ASSIGNMENT. Within the listing below, the lines to output run from the one containing "example = [(860, 502)]" through the one containing "example = [(254, 385)]"; copy them exactly and nothing else.

MATERIAL PROVIDED.
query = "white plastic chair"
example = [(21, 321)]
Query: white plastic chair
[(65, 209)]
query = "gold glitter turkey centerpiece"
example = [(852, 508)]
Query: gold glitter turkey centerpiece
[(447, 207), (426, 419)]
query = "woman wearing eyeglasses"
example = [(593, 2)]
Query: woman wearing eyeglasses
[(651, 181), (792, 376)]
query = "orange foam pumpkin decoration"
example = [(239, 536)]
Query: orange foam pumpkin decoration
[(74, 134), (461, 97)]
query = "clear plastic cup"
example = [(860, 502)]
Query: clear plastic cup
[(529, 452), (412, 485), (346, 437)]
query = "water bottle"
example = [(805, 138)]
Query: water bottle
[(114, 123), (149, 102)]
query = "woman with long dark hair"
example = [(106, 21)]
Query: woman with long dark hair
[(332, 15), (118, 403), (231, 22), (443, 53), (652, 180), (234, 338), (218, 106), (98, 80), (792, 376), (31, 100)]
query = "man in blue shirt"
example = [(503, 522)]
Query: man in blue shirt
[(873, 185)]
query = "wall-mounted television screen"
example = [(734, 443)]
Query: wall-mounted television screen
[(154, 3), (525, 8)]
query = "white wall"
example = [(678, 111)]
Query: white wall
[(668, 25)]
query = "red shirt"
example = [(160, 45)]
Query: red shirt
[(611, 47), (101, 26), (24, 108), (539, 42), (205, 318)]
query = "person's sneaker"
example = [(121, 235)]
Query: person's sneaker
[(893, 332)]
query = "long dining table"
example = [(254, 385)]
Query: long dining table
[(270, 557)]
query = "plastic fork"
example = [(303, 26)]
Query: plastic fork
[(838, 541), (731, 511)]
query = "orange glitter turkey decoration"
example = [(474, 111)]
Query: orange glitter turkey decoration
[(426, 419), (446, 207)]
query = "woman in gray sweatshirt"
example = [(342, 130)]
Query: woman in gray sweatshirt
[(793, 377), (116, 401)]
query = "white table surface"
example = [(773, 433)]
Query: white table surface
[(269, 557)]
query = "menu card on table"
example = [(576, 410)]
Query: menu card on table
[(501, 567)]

COMPLETED EXERCISE.
example = [(860, 502)]
Query: clear plastic cup
[(529, 452), (412, 485), (346, 437)]
query = "water bottle"
example = [(805, 138)]
Query: water bottle
[(114, 123), (149, 102)]
query = "woman with long dark hair"
example = [(106, 21)]
Query: woman with long dark hair
[(332, 15), (118, 403), (231, 22), (443, 53), (652, 180), (234, 338), (218, 106), (98, 80), (792, 376), (31, 100)]
query = "man in blue shirt"
example = [(503, 522)]
Query: man in blue shirt
[(873, 185)]
query = "wall-mounted television screen"
example = [(734, 443)]
Query: wall-mounted television screen
[(154, 3), (525, 8)]
query = "white wall"
example = [(678, 111)]
Query: white wall
[(668, 25)]
query = "red shirt"
example = [(160, 45)]
Query: red shirt
[(611, 47), (101, 26), (24, 108), (539, 42), (205, 318)]
query = "person's sneaker"
example = [(121, 235)]
Query: person's sneaker
[(893, 332)]
query = "long dining table"
example = [(254, 385)]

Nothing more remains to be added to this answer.